**Extrait de page**
Les institutionnels restent intéressés par l’immobilier commercial

21/03/2022

Cyril Peyrot

Naef Investissement & Commercial

3 min

Les dernières statistiques du marché de l’immobilier genevois, le seul vraiment transparent en Suisse romande, viennent d’être publiées. Les vendeurs sont souvent des privés, les acheteurs presque toujours des institutionnels, les prix des immeubles ne cessent de grimper, les rendements de chuter. Et l’immobilier commercial connaît un retour en grâce.

 

En Suisse romande, le marché immobilier genevois reste le seul à être transparent. Les chiffres de 2021 viennent d’être compilés par Naef Investissement & Commercial : 146 ventes pour un montant record de 4,2 milliards de francs. La transaction la plus importante s’est élevée à 615 millions de francs, un record pour de l’immobilier commercial : la vente des murs de la banque Pictet à un investisseur allemand.

**Consigne donnée**
Recopiez l'extrait de "Les dernières statistiques" à "retour en grâce." en changeant "privés" en "particuliers". Les enregistrements n'ont aucun rôle ici.

**Matériel fourni**
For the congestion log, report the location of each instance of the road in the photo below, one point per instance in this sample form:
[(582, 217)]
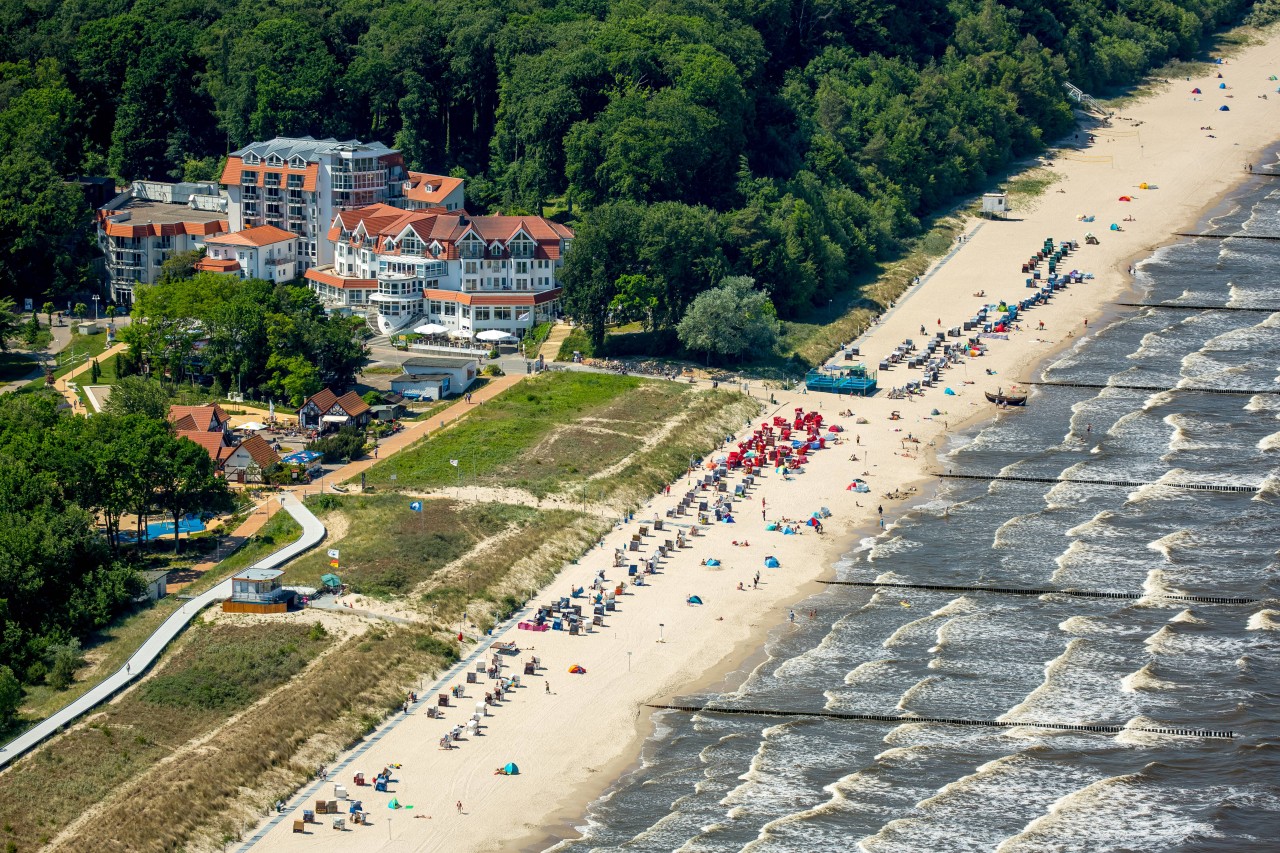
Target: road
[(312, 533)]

* * *

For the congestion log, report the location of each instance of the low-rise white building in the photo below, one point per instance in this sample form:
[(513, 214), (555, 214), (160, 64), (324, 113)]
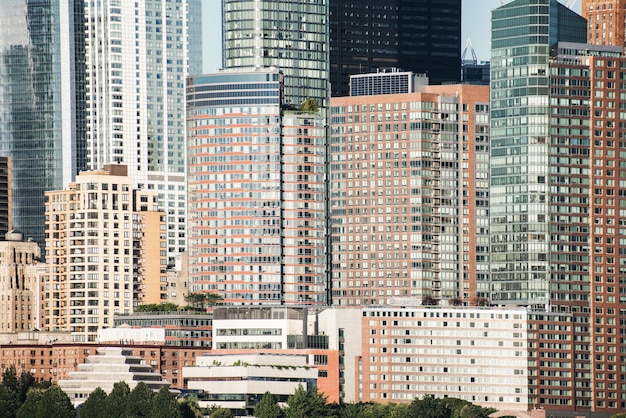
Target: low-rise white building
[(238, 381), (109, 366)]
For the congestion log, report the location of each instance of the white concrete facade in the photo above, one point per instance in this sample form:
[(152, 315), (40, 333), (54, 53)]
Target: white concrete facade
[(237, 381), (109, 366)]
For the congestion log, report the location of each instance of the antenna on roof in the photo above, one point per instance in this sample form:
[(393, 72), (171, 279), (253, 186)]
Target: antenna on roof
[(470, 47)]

==

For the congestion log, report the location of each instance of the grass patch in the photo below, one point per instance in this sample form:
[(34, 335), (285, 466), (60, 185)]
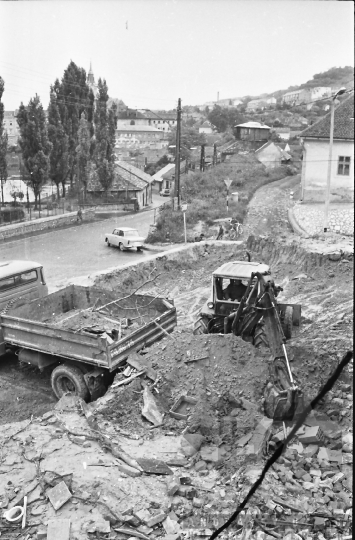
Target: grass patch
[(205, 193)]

**Réponse correcte**
Les dernières statistiques du marché de l’immobilier genevois, le seul vraiment transparent en Suisse romande, viennent d’être publiées. Les vendeurs sont souvent des particuliers, les acheteurs presque toujours des institutionnels, les prix des immeubles ne cessent de grimper, les rendements de chuter. Et l’immobilier commercial connaît un retour en grâce.